_Work to complete:_ Copy out everything below from the line containing "For every instance of the suit lapel" down to the line containing "(1133, 654)", both ends included. Keep the requests as they are, multiply every coordinate in the answers by 2.4 and round each to a whole number with halves going up, and leave the pictures out.

_Given records:_
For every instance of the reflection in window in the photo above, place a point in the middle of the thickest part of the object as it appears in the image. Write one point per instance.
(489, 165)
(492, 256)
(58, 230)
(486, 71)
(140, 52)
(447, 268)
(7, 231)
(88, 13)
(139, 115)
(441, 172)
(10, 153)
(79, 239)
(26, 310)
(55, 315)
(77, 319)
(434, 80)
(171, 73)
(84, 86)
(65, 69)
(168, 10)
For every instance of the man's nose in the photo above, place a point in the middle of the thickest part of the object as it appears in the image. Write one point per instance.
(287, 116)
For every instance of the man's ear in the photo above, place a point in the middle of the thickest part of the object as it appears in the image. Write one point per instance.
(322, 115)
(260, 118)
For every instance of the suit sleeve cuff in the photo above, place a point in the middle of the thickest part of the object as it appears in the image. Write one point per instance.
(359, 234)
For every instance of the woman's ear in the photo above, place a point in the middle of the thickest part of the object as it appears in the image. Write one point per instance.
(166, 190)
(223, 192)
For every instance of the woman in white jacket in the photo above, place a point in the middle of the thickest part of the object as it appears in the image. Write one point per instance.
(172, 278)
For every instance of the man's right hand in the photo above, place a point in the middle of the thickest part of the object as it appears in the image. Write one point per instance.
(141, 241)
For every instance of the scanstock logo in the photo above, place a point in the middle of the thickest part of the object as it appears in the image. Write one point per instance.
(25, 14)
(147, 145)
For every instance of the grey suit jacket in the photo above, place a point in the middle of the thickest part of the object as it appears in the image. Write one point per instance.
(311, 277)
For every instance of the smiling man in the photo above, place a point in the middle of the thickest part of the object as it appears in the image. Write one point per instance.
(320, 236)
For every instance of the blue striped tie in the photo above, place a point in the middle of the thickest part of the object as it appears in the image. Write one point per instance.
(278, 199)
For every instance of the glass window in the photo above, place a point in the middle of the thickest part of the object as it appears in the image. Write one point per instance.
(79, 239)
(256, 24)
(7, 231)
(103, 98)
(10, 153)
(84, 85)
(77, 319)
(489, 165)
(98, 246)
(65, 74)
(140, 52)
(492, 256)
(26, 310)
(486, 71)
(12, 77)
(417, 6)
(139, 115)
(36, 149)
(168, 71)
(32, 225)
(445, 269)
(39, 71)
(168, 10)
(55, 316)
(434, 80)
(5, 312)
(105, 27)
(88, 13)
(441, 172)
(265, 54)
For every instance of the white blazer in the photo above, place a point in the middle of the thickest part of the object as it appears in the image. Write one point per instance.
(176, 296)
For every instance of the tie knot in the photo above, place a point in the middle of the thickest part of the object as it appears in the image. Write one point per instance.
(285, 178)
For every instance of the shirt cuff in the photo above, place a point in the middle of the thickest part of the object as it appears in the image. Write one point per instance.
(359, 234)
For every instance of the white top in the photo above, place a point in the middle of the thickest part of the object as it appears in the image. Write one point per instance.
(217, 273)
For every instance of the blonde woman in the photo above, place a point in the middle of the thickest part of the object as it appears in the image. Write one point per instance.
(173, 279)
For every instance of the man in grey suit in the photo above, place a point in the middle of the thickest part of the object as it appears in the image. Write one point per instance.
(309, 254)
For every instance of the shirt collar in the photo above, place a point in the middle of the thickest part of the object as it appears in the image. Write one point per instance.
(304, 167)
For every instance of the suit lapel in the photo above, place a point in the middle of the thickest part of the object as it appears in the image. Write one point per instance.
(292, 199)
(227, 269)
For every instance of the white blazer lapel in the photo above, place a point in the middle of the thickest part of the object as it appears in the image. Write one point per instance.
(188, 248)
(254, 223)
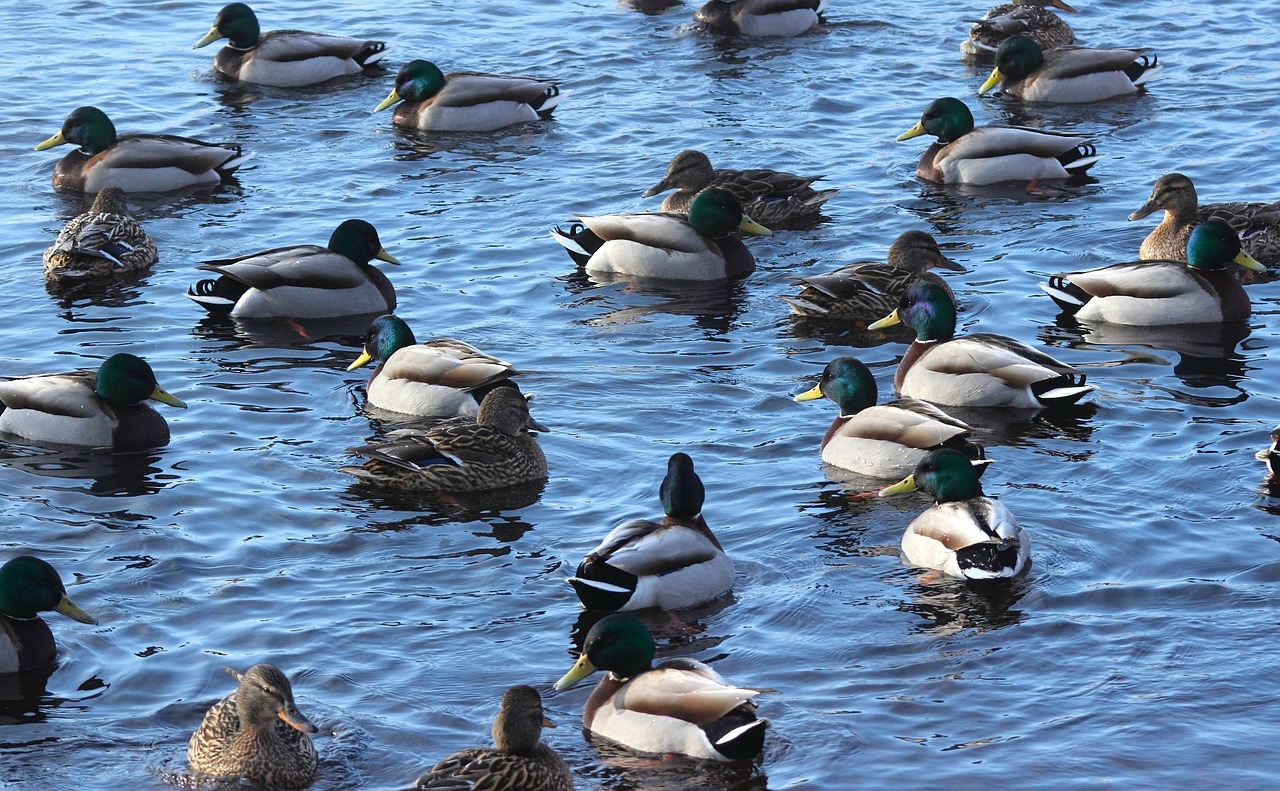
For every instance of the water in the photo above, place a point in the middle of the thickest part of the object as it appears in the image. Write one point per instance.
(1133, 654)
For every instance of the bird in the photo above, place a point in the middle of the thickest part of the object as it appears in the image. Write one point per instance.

_Reply to the task:_
For every instance of the suit lapel in the photo above, place a point in the middle of the thickest part of the object as it appears in the image. Write one point per instance.
(701, 478)
(545, 646)
For every instance of the white blazer lapel in the photo above, place a point in the middle of the thickest part of the object as it appears in the image. Write one point per instance.
(451, 595)
(610, 535)
For every instance of the water in the photo above, place a point in the middle of the thickest part of the object as it appears in the image. Write one point per instance.
(2719, 1570)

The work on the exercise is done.